• **What to produce**: Scan the data below for lines containing the string "photo" and give only how many there are.

• **Data records**:
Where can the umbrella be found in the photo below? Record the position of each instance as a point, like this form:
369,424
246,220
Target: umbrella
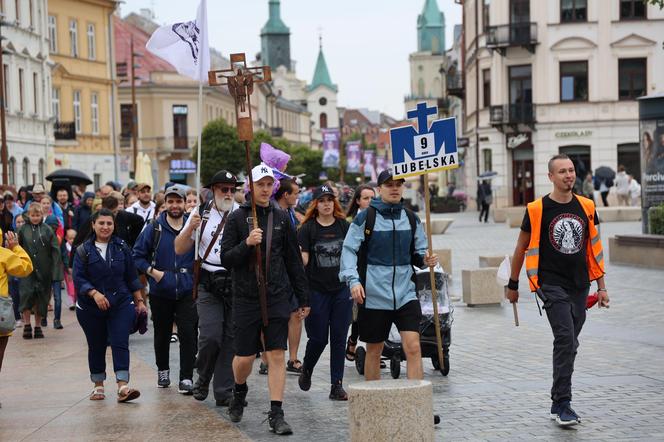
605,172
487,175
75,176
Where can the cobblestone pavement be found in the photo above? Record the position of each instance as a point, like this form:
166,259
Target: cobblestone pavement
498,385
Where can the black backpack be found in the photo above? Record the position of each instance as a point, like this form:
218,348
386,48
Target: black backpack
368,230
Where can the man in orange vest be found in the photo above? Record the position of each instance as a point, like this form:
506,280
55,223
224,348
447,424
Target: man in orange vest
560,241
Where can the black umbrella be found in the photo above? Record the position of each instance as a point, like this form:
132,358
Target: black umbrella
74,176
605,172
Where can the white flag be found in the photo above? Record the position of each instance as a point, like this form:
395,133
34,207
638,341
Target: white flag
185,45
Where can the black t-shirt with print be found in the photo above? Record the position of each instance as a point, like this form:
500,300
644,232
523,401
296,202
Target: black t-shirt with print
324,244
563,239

==

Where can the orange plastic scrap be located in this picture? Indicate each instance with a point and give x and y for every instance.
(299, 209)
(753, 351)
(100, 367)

...

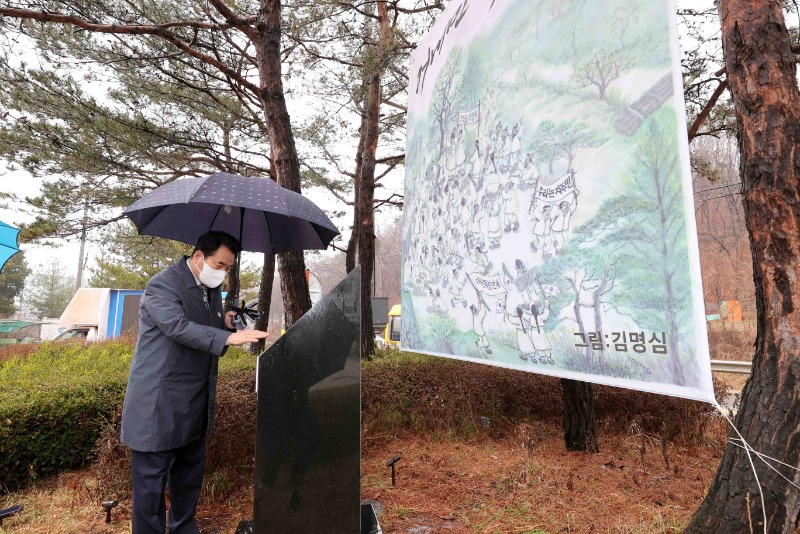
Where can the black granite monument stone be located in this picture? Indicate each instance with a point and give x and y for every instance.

• **Your solution**: 7